Challenge: Pick out each line in the records below that contains the word "cloud", and copy those lines unchanged.
-- Start of Provided data --
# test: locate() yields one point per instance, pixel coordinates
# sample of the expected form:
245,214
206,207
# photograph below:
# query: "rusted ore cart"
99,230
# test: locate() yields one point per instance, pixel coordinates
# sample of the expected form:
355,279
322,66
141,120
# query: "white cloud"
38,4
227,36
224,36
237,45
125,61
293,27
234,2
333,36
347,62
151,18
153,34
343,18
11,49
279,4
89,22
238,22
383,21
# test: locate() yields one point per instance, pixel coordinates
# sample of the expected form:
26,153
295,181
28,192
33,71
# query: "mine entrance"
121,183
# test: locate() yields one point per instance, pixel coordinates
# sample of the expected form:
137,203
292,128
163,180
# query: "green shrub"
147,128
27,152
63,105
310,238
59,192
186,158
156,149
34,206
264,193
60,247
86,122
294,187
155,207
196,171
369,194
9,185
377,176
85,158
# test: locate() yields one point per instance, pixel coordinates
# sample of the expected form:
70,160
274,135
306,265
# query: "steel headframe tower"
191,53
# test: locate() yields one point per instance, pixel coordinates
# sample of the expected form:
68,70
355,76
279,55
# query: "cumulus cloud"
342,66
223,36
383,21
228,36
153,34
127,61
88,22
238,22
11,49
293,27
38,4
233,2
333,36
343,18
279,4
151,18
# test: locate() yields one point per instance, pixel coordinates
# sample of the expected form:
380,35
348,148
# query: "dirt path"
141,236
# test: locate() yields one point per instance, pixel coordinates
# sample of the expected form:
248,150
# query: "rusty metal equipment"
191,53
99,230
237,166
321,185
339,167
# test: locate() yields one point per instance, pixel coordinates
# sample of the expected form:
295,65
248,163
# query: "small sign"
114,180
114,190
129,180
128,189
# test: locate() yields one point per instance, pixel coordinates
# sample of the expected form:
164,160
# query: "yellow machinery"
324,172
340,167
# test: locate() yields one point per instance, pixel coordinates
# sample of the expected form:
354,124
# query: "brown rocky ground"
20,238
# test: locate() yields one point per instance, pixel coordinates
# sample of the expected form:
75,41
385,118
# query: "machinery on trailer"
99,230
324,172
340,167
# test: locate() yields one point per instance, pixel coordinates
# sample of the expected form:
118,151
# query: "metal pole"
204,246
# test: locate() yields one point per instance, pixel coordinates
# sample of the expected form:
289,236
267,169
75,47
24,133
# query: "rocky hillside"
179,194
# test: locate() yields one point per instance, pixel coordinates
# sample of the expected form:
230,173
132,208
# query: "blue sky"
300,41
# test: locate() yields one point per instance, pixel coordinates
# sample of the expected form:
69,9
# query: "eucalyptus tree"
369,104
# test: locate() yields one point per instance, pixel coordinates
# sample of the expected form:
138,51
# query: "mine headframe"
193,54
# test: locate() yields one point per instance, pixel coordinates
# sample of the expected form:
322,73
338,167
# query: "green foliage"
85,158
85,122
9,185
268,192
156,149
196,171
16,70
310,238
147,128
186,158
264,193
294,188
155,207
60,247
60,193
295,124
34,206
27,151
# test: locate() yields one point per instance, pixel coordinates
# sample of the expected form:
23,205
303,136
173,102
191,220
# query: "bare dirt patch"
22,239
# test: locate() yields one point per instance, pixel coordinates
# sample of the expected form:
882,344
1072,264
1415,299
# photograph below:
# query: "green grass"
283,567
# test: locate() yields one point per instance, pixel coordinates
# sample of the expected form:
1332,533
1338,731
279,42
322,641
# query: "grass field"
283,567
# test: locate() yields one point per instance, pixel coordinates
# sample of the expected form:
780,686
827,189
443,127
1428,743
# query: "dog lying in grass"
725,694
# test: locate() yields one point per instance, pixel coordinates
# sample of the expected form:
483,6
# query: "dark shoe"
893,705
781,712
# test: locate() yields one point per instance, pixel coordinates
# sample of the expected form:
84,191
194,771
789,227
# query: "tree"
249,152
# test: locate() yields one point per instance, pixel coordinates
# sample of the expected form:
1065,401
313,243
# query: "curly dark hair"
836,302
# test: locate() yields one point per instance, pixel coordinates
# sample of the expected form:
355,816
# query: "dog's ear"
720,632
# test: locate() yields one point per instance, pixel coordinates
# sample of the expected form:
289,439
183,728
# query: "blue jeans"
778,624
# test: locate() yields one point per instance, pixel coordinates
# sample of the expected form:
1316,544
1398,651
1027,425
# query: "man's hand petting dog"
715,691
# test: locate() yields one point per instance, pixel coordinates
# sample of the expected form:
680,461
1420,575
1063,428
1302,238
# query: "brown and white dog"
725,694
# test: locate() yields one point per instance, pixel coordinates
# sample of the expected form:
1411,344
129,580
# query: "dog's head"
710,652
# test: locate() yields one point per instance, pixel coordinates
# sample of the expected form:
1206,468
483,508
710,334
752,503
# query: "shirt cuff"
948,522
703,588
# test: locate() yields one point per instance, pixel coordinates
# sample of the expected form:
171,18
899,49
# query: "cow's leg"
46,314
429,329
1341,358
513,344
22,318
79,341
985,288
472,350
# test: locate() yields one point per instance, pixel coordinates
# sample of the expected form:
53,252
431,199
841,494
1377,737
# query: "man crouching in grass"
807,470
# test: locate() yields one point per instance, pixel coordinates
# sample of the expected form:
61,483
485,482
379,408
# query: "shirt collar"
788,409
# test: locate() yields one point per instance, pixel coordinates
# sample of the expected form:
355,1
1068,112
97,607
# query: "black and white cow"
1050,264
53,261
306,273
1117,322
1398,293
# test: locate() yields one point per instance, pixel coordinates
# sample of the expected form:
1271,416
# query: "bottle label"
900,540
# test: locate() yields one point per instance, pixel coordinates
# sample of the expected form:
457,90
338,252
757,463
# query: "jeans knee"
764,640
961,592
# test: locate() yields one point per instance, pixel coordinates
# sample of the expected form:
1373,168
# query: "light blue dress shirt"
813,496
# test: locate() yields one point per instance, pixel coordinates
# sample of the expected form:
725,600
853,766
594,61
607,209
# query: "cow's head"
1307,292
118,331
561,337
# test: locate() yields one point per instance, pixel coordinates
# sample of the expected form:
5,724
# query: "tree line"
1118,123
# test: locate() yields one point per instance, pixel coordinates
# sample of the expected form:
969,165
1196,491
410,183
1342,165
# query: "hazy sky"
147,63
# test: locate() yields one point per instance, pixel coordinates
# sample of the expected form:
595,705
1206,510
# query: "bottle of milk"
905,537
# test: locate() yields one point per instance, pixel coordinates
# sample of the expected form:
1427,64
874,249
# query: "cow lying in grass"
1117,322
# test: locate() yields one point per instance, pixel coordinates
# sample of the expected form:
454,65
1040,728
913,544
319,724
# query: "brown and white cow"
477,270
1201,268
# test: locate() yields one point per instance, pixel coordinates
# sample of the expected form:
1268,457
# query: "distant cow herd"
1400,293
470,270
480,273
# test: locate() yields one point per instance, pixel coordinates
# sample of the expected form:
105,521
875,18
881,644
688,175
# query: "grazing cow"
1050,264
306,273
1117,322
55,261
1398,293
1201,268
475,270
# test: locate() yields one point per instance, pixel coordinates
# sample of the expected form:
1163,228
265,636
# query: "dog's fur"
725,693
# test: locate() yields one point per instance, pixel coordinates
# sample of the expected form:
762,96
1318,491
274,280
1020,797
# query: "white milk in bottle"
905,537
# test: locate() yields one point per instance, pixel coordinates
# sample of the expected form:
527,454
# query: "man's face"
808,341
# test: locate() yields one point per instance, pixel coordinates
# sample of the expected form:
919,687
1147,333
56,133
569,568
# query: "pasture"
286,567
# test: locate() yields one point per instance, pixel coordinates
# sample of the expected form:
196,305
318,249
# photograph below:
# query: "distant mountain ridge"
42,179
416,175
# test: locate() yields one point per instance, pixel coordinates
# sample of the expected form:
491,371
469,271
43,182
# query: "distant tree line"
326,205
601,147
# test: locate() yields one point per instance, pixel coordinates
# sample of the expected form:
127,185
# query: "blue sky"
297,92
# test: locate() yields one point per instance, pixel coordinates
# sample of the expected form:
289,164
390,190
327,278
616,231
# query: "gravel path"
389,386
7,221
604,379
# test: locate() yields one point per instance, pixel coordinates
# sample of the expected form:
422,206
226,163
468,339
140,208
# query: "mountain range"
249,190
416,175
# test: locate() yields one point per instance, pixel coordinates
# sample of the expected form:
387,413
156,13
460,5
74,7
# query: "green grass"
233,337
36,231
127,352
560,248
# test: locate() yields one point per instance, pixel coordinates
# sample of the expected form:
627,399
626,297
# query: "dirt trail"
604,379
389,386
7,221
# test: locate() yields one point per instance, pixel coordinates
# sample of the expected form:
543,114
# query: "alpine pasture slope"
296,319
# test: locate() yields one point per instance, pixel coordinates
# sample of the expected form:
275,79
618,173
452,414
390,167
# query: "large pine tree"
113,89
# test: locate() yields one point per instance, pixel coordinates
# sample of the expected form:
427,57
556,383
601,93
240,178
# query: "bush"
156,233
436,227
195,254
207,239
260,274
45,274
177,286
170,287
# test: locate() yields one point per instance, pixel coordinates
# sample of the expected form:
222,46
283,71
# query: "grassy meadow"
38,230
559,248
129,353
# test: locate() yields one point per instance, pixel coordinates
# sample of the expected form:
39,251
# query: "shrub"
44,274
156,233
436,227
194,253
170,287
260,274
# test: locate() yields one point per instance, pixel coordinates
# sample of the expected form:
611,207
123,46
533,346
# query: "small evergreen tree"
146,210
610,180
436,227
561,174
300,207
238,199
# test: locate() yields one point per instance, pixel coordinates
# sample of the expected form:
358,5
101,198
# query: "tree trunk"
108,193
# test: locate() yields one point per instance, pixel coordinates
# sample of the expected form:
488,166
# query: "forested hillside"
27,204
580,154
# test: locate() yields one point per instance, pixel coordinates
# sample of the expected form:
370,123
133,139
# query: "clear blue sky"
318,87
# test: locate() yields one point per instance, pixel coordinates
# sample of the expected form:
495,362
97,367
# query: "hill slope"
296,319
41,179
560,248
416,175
-- End of Provided data --
Output below:
# query: "white cloud"
# query: "cumulus cloud"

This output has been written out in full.